### Source passage:
------
Town Topics — Princeton's Weekly Community Newspaper Since 1946.
Vol. LXV, No. 15
Wednesday, April 13, 2011
(Photo by Stephen Goldsmith)

DEPARTING THOUGHTS: Princeton University men’s basketball head coach Sydney Johnson gestures to his players during the Tigers’ 59-57 loss last month to Kentucky in the first round of the NCAA tournament. The game turned out to be Johnson’s last one at the helm of the program as he resigned last week to take over the Fairfield University men’s hoops team. Johnson’s sudden exit in the wake of a 25-7 season left many in Princeton basketball nation perplexed.

Johnson’s Sudden Exit From Tiger Men’s Hoops Has Left Followers of Storied Program Perplexed

Bill Alden

It was the hot topic last week whenever any members of the Princeton University men’s basketball nation crossed paths.

Why did Princeton head coach Sydney Johnson suddenly leave his beloved alma mater to take over the Fairfield University program?

Johnson’s exit, which came days after the end of an inspiring 25-7 campaign that saw the 1997 Princeton alum shedding tears in appreciation of his team’s effort in a 59-57 defeat to Kentucky in the NCAA tournament, left his players at a loss.

“I think he loves Princeton basketball,” forward and co-captain Kareem Maddox told the Daily Princetonian as quoted in its April 4 issue. “Some people may not understand the move, but what I’ll say is that he came, and he got a lot out of Princeton.”

Fellow senior star Dan Mavraides expressed similar sentiments to the Prince. “The team is going to miss him a lot,” added Mavraides of Johnson, who guided the Tigers to a 66-53 record in his four seasons at the helm.

“He was a great coach who did a lot for this program. [His tenure was] rather short-lived, but he made a huge impact on this program in merely four years.”

Speculation abounded as to what prompted Johnson’s startling departure. In his New Jersey Hoops Haven blog, veteran reporter Jerry Carino pointed to three main reasons for Johnson’s flight.

Carino cited a potential major pay raise (claiming Johnson was making in the low-to-mid $200,000s at Princeton and former Fairfield coach Ed Cooley was making in the $400,000 range), the healthy state of the Fairfield program (coming off a 25-8 season with most of its players slated to return), and tough competition from rising Ivy power Harvard (rumored to have taken steps to get more basketball recruits in the fold).

Former Princeton hoops star Noah Savage, who played in Johnson’s first year at the helm and has been part of the program’s radio broadcasting crew the last two winters, saw Johnson’s move as inevitable.

“I didn’t think he would stay at Princeton for 25 years; I honestly expected four or five years once I saw the track he was on,” said Savage, a former Hun School standout who was a Tiger co-captain and second-team All-Ivy pick as a senior in the 2007-08 season which marked Johnson’s head coaching debut. “He is a great coach who was going to be a shooting star.”

Savage was surprised that Fairfield was Johnson’s next stop on the coaching ladder.

“I thought he might go to a school in a power conference which is how young coaches like Brad Stevens (Butler) and Shaka Smart (VCU) have done,” said Savage, noting Johnson’s desire to compete at the highest level and that such schools as Missouri, N.C. State, and Georgia Tech were recently in the market for coaches. “I thought it was not wildly out of the question that a power conference might bring him in.”
------
### Provided material:
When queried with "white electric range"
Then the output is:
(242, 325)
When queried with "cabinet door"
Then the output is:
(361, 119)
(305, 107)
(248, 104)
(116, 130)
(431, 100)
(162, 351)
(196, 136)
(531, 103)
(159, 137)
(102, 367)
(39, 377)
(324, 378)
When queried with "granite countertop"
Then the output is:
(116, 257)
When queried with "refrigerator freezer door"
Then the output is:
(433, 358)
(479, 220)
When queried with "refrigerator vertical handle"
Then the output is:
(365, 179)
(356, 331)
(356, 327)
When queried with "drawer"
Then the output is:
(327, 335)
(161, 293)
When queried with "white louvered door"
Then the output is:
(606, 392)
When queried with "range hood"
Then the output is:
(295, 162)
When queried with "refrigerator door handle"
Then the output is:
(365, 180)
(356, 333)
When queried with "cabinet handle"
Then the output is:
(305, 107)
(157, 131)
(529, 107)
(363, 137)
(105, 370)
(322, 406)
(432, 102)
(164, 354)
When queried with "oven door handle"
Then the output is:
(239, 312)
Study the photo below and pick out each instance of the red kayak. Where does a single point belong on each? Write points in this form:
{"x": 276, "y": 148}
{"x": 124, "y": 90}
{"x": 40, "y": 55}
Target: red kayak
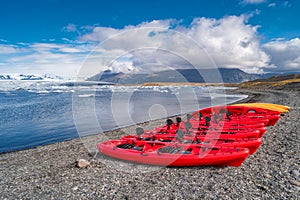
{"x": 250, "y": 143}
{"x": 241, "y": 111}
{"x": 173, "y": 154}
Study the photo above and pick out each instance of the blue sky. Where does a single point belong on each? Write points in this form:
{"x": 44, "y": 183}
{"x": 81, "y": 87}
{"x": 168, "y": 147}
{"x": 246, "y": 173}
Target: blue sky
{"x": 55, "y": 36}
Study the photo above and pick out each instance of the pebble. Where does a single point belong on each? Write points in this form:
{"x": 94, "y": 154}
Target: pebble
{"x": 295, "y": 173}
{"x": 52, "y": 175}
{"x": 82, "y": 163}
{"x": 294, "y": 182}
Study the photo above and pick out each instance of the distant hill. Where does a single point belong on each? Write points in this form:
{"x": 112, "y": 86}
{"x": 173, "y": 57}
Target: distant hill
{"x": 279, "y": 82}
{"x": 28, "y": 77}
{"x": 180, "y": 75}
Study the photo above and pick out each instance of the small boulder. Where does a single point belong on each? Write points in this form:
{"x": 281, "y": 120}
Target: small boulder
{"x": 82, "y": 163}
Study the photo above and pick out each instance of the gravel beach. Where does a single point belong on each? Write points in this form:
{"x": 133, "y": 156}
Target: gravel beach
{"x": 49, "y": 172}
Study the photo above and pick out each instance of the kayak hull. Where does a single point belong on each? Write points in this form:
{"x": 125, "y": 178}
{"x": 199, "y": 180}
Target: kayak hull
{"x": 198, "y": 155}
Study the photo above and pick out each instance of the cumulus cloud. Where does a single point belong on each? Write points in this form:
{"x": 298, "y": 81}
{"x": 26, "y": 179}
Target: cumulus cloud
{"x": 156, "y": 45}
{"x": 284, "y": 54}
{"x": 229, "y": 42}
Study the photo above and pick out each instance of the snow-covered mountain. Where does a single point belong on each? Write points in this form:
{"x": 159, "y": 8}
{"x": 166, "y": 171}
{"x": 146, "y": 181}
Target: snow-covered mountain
------
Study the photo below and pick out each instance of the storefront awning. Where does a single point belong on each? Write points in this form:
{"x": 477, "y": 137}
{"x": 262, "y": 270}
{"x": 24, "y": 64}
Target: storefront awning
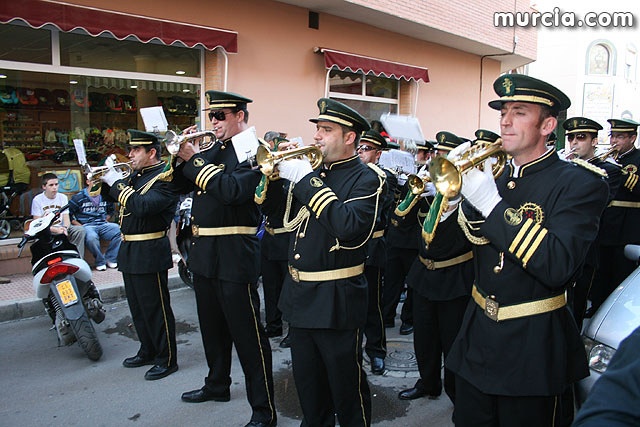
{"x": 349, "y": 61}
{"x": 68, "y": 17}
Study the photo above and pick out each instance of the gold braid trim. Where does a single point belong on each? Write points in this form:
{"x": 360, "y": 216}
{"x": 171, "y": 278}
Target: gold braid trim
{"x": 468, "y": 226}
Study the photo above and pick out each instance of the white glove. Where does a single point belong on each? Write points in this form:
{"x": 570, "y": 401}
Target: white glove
------
### Given problem 1:
In the article on Sydney Johnson's departure from Princeton, what record did the Tigers compile over his four seasons as head coach?
### Given problem 2:
Pick up the article on Sydney Johnson's departure from Princeton after its last sentence and keep it going.

### Reply 1:
66-53

### Reply 2:
Even though Princeton went 6-23 in Johnson’s debut campaign, Savage and his fellow seniors had the sense that the young coach would quickly bring Princeton back to the top of the Ivy heap.

“Without a doubt we saw it, once he got more talent and the players adjusted to him, we knew Princeton would be winning again,” said Savage, who noted that the players initially had trouble adjusting from the “super-precise” style of previous head coach Joe Scott to Johnson’s more freewheeling approach. “We lost a lot of close games that year; this season, they won all the close games.”

In Savage’s view, Johnson has proven himself to be a keen strategist. “He is a great scouting report coach; he breaks down what the other team is doing but he also makes sure his team plays to its strengths,” explained Savage.

“If Kareem [Maddox] is good inside, he makes sure we run some stuff inside. If [Dan] Mavraides needs to make threes, we get him some perimeter shots. I saw him out-coach other teams; Princeton was more prepared and had a better scouting report. They consistently made the best player on the other team play the worst.”

Johnson also displayed strong motivational skills. “He had so much to do with success in the last two years; getting them to believe they can do this,” asserted Savage.

“He had to get the kids to believe they can be good in the league and then get them to believe they can get close to title and then when they get close, you have to get them to believe they can win it. He was getting the most out of the talent he had. I think he did one of the best coaching jobs in the country this season; it is tough to do a better job. He had the second most wins in program history.”

In Johnson’s view, the Fairfield program is a good fit for his coaching style and values.

“We had breakfast on my first visit to the campus and I am not exaggerating with you but within the first 45 minutes of the breakfast I bought in,” said Johnson at his introductory press conference at Fairfield last Wednesday.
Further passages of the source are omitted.